▸ **WHAT YOU ARE ASKED TO DO**: Scan the records for the word "metal". Copy each line that includes it.

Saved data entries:
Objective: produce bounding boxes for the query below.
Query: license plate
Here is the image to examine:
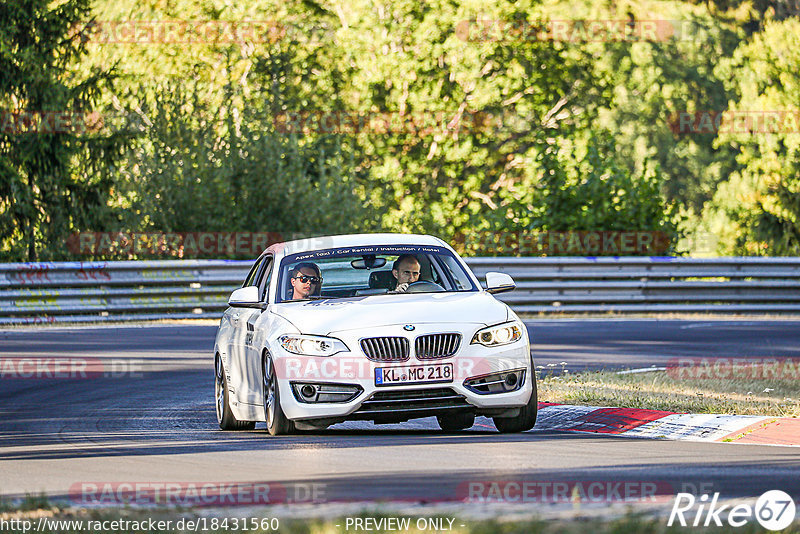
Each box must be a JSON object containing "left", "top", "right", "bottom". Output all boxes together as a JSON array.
[{"left": 374, "top": 363, "right": 453, "bottom": 386}]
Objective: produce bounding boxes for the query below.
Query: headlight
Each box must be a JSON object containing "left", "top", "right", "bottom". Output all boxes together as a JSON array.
[
  {"left": 471, "top": 322, "right": 523, "bottom": 347},
  {"left": 278, "top": 335, "right": 349, "bottom": 357}
]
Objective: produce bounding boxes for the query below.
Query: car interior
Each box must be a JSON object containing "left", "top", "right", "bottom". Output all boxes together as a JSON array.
[{"left": 283, "top": 254, "right": 450, "bottom": 300}]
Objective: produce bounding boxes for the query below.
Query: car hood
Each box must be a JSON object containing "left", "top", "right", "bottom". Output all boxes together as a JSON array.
[{"left": 271, "top": 291, "right": 508, "bottom": 335}]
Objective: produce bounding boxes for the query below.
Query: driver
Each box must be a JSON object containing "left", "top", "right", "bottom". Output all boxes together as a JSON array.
[
  {"left": 289, "top": 262, "right": 322, "bottom": 300},
  {"left": 391, "top": 254, "right": 421, "bottom": 293}
]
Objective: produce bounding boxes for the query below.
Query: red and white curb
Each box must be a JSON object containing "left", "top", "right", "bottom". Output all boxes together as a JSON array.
[{"left": 535, "top": 403, "right": 800, "bottom": 446}]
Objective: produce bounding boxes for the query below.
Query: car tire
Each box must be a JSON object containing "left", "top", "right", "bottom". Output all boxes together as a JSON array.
[
  {"left": 437, "top": 412, "right": 475, "bottom": 432},
  {"left": 215, "top": 355, "right": 255, "bottom": 431},
  {"left": 493, "top": 377, "right": 538, "bottom": 433},
  {"left": 263, "top": 351, "right": 295, "bottom": 436}
]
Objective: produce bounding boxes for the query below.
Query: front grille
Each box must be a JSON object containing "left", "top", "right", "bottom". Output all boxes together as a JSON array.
[
  {"left": 351, "top": 387, "right": 472, "bottom": 420},
  {"left": 415, "top": 333, "right": 461, "bottom": 360},
  {"left": 360, "top": 336, "right": 410, "bottom": 362}
]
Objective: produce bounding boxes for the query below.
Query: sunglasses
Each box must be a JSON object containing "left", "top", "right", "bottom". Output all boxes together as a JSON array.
[{"left": 294, "top": 275, "right": 321, "bottom": 284}]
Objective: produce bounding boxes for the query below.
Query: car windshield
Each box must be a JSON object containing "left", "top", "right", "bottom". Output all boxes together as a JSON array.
[{"left": 276, "top": 244, "right": 477, "bottom": 302}]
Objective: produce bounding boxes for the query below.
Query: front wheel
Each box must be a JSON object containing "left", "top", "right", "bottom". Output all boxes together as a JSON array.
[
  {"left": 263, "top": 352, "right": 295, "bottom": 436},
  {"left": 493, "top": 378, "right": 538, "bottom": 433},
  {"left": 215, "top": 355, "right": 255, "bottom": 431}
]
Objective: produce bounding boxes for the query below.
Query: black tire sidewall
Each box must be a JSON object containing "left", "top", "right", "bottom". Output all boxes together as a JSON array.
[
  {"left": 494, "top": 375, "right": 538, "bottom": 433},
  {"left": 216, "top": 356, "right": 236, "bottom": 429}
]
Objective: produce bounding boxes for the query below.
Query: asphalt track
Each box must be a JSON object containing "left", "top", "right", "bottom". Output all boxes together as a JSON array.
[{"left": 1, "top": 320, "right": 799, "bottom": 508}]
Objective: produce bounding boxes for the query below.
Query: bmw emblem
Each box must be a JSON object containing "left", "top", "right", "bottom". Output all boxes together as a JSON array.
[{"left": 403, "top": 325, "right": 415, "bottom": 331}]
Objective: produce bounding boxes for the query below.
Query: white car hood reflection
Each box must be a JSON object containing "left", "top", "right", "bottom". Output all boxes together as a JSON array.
[{"left": 271, "top": 291, "right": 508, "bottom": 335}]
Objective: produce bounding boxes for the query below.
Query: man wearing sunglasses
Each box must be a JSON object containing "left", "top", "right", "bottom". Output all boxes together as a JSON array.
[{"left": 289, "top": 262, "right": 323, "bottom": 300}]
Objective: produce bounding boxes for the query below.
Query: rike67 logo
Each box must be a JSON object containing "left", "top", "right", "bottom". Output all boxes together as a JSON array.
[{"left": 668, "top": 490, "right": 796, "bottom": 530}]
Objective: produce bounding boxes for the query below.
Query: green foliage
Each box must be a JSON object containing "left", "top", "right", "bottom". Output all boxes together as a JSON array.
[
  {"left": 333, "top": 0, "right": 605, "bottom": 240},
  {"left": 513, "top": 133, "right": 677, "bottom": 233},
  {"left": 330, "top": 0, "right": 693, "bottom": 252},
  {"left": 460, "top": 132, "right": 681, "bottom": 255},
  {"left": 0, "top": 0, "right": 129, "bottom": 261},
  {"left": 111, "top": 78, "right": 369, "bottom": 250},
  {"left": 2, "top": 0, "right": 797, "bottom": 259},
  {"left": 583, "top": 11, "right": 742, "bottom": 215},
  {"left": 704, "top": 18, "right": 800, "bottom": 255}
]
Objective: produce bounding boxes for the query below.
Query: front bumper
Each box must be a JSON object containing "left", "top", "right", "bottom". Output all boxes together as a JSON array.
[{"left": 272, "top": 323, "right": 534, "bottom": 422}]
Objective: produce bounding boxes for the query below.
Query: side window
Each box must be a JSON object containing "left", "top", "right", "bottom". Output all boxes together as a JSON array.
[
  {"left": 242, "top": 256, "right": 266, "bottom": 288},
  {"left": 424, "top": 255, "right": 444, "bottom": 286},
  {"left": 257, "top": 256, "right": 273, "bottom": 301},
  {"left": 438, "top": 255, "right": 473, "bottom": 290},
  {"left": 426, "top": 256, "right": 451, "bottom": 289}
]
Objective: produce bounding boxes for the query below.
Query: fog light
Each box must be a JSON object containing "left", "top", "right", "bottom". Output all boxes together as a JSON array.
[
  {"left": 464, "top": 369, "right": 526, "bottom": 395},
  {"left": 291, "top": 382, "right": 363, "bottom": 403}
]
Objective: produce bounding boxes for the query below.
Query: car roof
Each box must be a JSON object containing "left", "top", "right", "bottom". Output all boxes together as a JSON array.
[{"left": 264, "top": 233, "right": 448, "bottom": 257}]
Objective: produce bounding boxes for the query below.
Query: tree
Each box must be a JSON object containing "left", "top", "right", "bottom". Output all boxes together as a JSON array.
[
  {"left": 704, "top": 18, "right": 800, "bottom": 255},
  {"left": 331, "top": 0, "right": 697, "bottom": 253},
  {"left": 333, "top": 0, "right": 596, "bottom": 242},
  {"left": 463, "top": 132, "right": 681, "bottom": 255},
  {"left": 110, "top": 77, "right": 369, "bottom": 255},
  {"left": 0, "top": 0, "right": 128, "bottom": 261},
  {"left": 72, "top": 0, "right": 371, "bottom": 259}
]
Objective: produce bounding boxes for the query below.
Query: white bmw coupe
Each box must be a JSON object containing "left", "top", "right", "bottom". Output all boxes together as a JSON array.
[{"left": 214, "top": 233, "right": 537, "bottom": 435}]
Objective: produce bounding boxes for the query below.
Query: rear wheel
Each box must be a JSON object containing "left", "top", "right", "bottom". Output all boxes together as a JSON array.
[
  {"left": 493, "top": 377, "right": 538, "bottom": 433},
  {"left": 263, "top": 352, "right": 295, "bottom": 436},
  {"left": 437, "top": 412, "right": 475, "bottom": 431},
  {"left": 215, "top": 355, "right": 255, "bottom": 431}
]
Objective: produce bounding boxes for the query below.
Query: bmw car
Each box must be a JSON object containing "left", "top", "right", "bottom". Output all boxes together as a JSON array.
[{"left": 213, "top": 233, "right": 537, "bottom": 435}]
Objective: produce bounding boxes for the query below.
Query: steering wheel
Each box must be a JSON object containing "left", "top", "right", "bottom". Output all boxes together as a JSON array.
[{"left": 405, "top": 280, "right": 445, "bottom": 293}]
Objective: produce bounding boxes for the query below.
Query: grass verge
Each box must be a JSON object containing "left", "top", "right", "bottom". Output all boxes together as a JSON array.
[{"left": 538, "top": 364, "right": 800, "bottom": 417}]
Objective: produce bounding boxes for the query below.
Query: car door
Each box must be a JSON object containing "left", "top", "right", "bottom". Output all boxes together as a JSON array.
[
  {"left": 220, "top": 256, "right": 262, "bottom": 367},
  {"left": 239, "top": 257, "right": 278, "bottom": 406},
  {"left": 228, "top": 255, "right": 270, "bottom": 404}
]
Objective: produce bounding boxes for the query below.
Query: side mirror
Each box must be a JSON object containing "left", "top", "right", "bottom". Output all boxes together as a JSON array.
[
  {"left": 228, "top": 286, "right": 263, "bottom": 308},
  {"left": 485, "top": 272, "right": 516, "bottom": 294}
]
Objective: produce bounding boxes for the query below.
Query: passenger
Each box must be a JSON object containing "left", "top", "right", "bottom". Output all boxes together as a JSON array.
[
  {"left": 391, "top": 254, "right": 421, "bottom": 293},
  {"left": 289, "top": 262, "right": 322, "bottom": 300}
]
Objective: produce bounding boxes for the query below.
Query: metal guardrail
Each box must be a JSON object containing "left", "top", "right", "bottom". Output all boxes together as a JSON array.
[
  {"left": 1, "top": 257, "right": 799, "bottom": 324},
  {"left": 466, "top": 257, "right": 800, "bottom": 314},
  {"left": 0, "top": 260, "right": 249, "bottom": 325}
]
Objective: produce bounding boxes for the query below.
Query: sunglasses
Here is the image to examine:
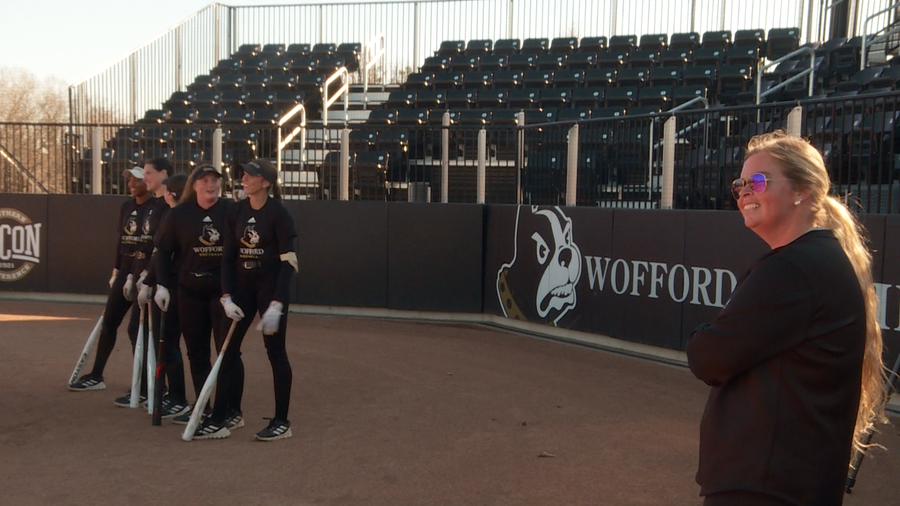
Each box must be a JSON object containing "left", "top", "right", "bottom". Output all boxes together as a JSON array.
[{"left": 731, "top": 173, "right": 771, "bottom": 200}]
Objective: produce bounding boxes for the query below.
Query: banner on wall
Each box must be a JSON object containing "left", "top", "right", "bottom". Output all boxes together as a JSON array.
[{"left": 485, "top": 205, "right": 772, "bottom": 350}]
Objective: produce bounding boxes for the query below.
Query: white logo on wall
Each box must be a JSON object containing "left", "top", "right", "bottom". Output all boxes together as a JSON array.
[
  {"left": 496, "top": 206, "right": 582, "bottom": 325},
  {"left": 0, "top": 208, "right": 42, "bottom": 282}
]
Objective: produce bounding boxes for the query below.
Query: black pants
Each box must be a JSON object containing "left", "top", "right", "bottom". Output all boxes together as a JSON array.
[
  {"left": 211, "top": 273, "right": 292, "bottom": 422},
  {"left": 150, "top": 290, "right": 187, "bottom": 403},
  {"left": 177, "top": 278, "right": 230, "bottom": 400},
  {"left": 90, "top": 268, "right": 146, "bottom": 393}
]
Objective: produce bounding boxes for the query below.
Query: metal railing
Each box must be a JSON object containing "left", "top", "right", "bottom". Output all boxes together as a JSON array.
[
  {"left": 10, "top": 89, "right": 900, "bottom": 214},
  {"left": 861, "top": 1, "right": 900, "bottom": 68}
]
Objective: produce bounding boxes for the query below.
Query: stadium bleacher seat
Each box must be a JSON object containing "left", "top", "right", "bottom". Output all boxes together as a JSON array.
[
  {"left": 285, "top": 43, "right": 311, "bottom": 59},
  {"left": 508, "top": 54, "right": 537, "bottom": 71},
  {"left": 437, "top": 40, "right": 465, "bottom": 57},
  {"left": 659, "top": 49, "right": 691, "bottom": 68},
  {"left": 550, "top": 37, "right": 578, "bottom": 54},
  {"left": 566, "top": 53, "right": 595, "bottom": 70},
  {"left": 734, "top": 29, "right": 766, "bottom": 56},
  {"left": 234, "top": 44, "right": 261, "bottom": 60},
  {"left": 479, "top": 54, "right": 507, "bottom": 71},
  {"left": 670, "top": 32, "right": 700, "bottom": 51},
  {"left": 451, "top": 55, "right": 479, "bottom": 72},
  {"left": 521, "top": 38, "right": 549, "bottom": 55},
  {"left": 639, "top": 34, "right": 668, "bottom": 53},
  {"left": 702, "top": 31, "right": 731, "bottom": 49},
  {"left": 466, "top": 39, "right": 492, "bottom": 56},
  {"left": 491, "top": 70, "right": 521, "bottom": 89},
  {"left": 493, "top": 39, "right": 520, "bottom": 55},
  {"left": 579, "top": 36, "right": 607, "bottom": 54},
  {"left": 767, "top": 28, "right": 801, "bottom": 60},
  {"left": 609, "top": 35, "right": 637, "bottom": 53}
]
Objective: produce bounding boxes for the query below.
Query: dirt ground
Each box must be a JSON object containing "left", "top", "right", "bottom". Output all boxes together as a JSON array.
[{"left": 1, "top": 299, "right": 898, "bottom": 506}]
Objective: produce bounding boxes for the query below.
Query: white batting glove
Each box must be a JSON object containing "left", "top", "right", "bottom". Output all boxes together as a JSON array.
[
  {"left": 137, "top": 284, "right": 153, "bottom": 307},
  {"left": 256, "top": 301, "right": 284, "bottom": 335},
  {"left": 123, "top": 274, "right": 135, "bottom": 301},
  {"left": 220, "top": 295, "right": 245, "bottom": 321},
  {"left": 136, "top": 269, "right": 148, "bottom": 291},
  {"left": 154, "top": 284, "right": 170, "bottom": 312},
  {"left": 109, "top": 268, "right": 118, "bottom": 288}
]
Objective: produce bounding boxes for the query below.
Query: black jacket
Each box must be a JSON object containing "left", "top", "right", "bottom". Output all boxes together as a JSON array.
[{"left": 687, "top": 230, "right": 865, "bottom": 505}]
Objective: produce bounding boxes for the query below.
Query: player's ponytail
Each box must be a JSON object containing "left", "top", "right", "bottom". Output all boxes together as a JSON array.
[{"left": 746, "top": 131, "right": 887, "bottom": 450}]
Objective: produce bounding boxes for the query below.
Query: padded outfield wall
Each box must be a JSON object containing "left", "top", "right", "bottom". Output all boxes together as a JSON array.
[{"left": 2, "top": 193, "right": 899, "bottom": 361}]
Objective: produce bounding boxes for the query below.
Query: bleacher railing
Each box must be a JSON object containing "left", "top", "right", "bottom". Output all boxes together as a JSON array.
[
  {"left": 67, "top": 0, "right": 894, "bottom": 125},
  {"left": 11, "top": 90, "right": 900, "bottom": 214}
]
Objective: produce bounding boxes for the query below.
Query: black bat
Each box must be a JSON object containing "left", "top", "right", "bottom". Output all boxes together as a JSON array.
[{"left": 151, "top": 305, "right": 167, "bottom": 426}]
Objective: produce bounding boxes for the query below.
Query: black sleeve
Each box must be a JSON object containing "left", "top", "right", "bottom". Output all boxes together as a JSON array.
[
  {"left": 155, "top": 211, "right": 176, "bottom": 289},
  {"left": 113, "top": 201, "right": 127, "bottom": 270},
  {"left": 273, "top": 203, "right": 298, "bottom": 304},
  {"left": 686, "top": 256, "right": 814, "bottom": 386},
  {"left": 221, "top": 203, "right": 239, "bottom": 296}
]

▸ **ANSWER BELOW**:
Query: metal guardrail
Query: metal railing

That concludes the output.